Copy each record exactly as it reads, leaving out any pictures it holds.

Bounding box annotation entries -
========================================
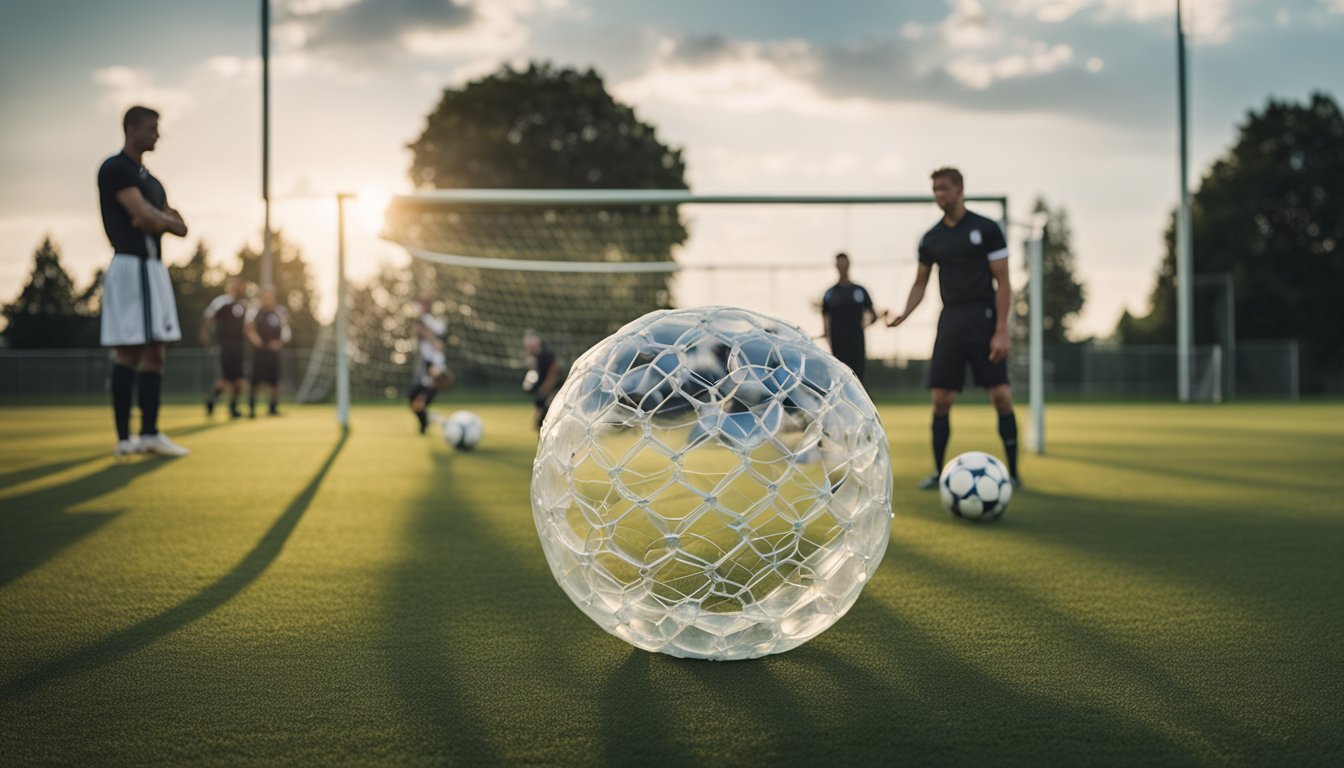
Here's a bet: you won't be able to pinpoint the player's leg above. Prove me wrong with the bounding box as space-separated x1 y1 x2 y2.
410 386 434 434
919 309 966 491
136 344 188 456
968 313 1021 486
989 383 1021 487
112 344 145 456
========================================
WRITTEN RESPONSE -
Here's a bet: you won't be able to pinpoint the player's leg above. Prove me wrong with the bounding box as space-separated x1 y1 x2 y2.
410 386 434 434
919 309 966 491
136 344 188 456
968 313 1021 486
989 383 1021 487
112 344 145 456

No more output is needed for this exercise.